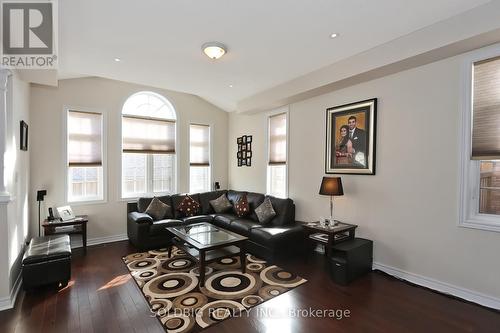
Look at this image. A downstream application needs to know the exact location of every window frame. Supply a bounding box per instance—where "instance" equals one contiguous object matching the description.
[266,106,290,198]
[458,44,500,232]
[188,122,214,194]
[117,90,181,198]
[62,105,108,206]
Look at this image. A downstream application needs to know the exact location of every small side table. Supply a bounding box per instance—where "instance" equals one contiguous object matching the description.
[302,222,358,258]
[42,215,89,253]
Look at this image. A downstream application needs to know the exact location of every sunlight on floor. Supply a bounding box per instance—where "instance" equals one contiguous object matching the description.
[258,294,295,333]
[97,274,130,290]
[57,280,75,293]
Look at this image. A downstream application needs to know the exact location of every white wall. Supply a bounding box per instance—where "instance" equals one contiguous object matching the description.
[229,50,500,299]
[30,78,228,240]
[0,72,31,309]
* * * * * * *
WHAT THIS TASK INVOLVES >> Write out all of the material again with "small side table" swapped for "low side table" and nothing else changed. Leave out the pictures.

SOLUTION BELOW >>
Look at this image. A downstream application needs to know the exact location of every window frame. Supply a bounding box per instance—where "instance" equals one contiguous object matching the description.
[266,106,290,198]
[458,44,500,232]
[188,122,214,194]
[117,90,181,198]
[62,105,108,206]
Look at this image. A downstream application needs to know the exact location of every low side table. Supply a bounding box per instance—where "instance" equals one contiguous object matching the description.
[302,222,358,258]
[42,215,89,253]
Look at this image. A downstream application needs to know the exact location of every sunlight on floor. Supply a bounding box per instance—where "instance" equals one contiguous object matching the description.
[258,294,295,333]
[97,274,130,290]
[57,280,75,293]
Look at this image. A downstream application needs to know the exact location of every white wall. Supply a bounding box per instance—where "instance" equals one contiguous object matching the description.
[229,50,500,299]
[30,78,228,240]
[0,72,31,309]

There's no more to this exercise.